- 息子
- 僕も今、実際に
自分の家でオリエンタルカーペットの
じゅうたんを使っているんですけど、
お世辞じゃなくいいなぁと思うんです。
それといっしょに暮らすことで、
何か特別な変化が生まれるわけじゃないんだけど…。 - 父
- 大きな変化があるとかじゃないよね。
- 息子
- 誰に見せるわけでもないし、
自分のためだけにあるものなんですけど。
それでもふとした瞬間、
やっぱり良いなぁと思うことがあって。
- 父
- うん。
- 息子
- 今、ベッドの近くに敷いてるんですね。
それで朝起きて、ベッドから踏み出した後の
一歩目にじゅうたんがあると、
すごく気持ちよくて。
じゅうたんには、そういうふうに、
実際の暮らしの中で感じる
うれしさや気持ち良さがあると思ってて。 - 父
- おもしろいのは、じゅうたんは敷物として
置かれただけじゃ、未完成ってことですね。
まずは、物理的な配置がある。
家の中には、天井があって、壁があって、
照明があって、窓があって。
そのバランスの中で、
どこに持ち主が敷いてくれるのか。 - 息子
- はい。
- 父
- そのあと、置かれた場所で、
毎日どんなふうに使われて、
どんな人たちが時間を過ごしていくのか。
そういったことを含めて、
じゅうたんがその空間に溶け込んでいく。
その空間に「おさまって」いくんです。
- 息子
- その空間に、おさまっていく。
- 父
- それで、その空間の中に
ぴったりと「おさまった」じゅうたんって、
すごく生き生きしているんですね。
それは、お金をかけた豪華な建築物の中で、
手入れが行き届いている状態が美しいとか、
そういう意味じゃなくて。
そこで過ごす人たちの手や心をかけられた
じゅうたんは、その空間にとてもよく映えるんです。
- 息子
- …わかる気がします。
- 父
- だからね、うちのじゅうたんを
はじめて買ってくれたお客さまには、
「このじゅうたんは、まだ半人前の姿なんです」
って、言ってるんです。
お客さまの建物や自宅におさまって、
そこでの暮らしと時間があって、
初めてじゅうたんに命が吹き込まれる。

═══

▶ 課題 1
じゅうたんをめぐる対話で、息子は自宅のじゅうたんをどこに敷いていますか。
▶ 課題 2
じゅうたんをめぐる対話のうち、「まずは、物理的な配置がある。」から「じゅうたんがその空間に溶け込んでいく。」までを、その語句自体も含めて一字一句変えずに返してください。
この後に続く行は、ここでは使いません。

▶ 一覧
═══

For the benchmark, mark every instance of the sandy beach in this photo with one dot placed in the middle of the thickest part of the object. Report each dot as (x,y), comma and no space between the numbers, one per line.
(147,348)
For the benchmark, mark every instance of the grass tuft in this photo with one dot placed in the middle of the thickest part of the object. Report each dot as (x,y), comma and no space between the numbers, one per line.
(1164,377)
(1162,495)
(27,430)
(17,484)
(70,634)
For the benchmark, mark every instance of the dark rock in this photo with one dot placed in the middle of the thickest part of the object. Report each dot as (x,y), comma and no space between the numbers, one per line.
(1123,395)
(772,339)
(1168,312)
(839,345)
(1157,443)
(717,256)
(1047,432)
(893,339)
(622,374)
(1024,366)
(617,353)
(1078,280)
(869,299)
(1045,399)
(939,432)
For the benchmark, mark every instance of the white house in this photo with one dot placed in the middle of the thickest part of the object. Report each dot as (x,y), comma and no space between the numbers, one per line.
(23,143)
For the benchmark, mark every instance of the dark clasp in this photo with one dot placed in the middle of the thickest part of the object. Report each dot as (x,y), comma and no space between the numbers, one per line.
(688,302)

═══

▶ 最終結果 1
ベッドの近くに敷いています。

▶ 最終結果 2
まずは、物理的な配置がある。
家の中には、天井があって、壁があって、
照明があって、窓があって。
そのバランスの中で、
どこに持ち主が敷いてくれるのか。 - 息子
- はい。
- 父
- そのあと、置かれた場所で、
毎日どんなふうに使われて、
どんな人たちが時間を過ごしていくのか。
そういったことを含めて、
じゅうたんがその空間に溶け込んでいく。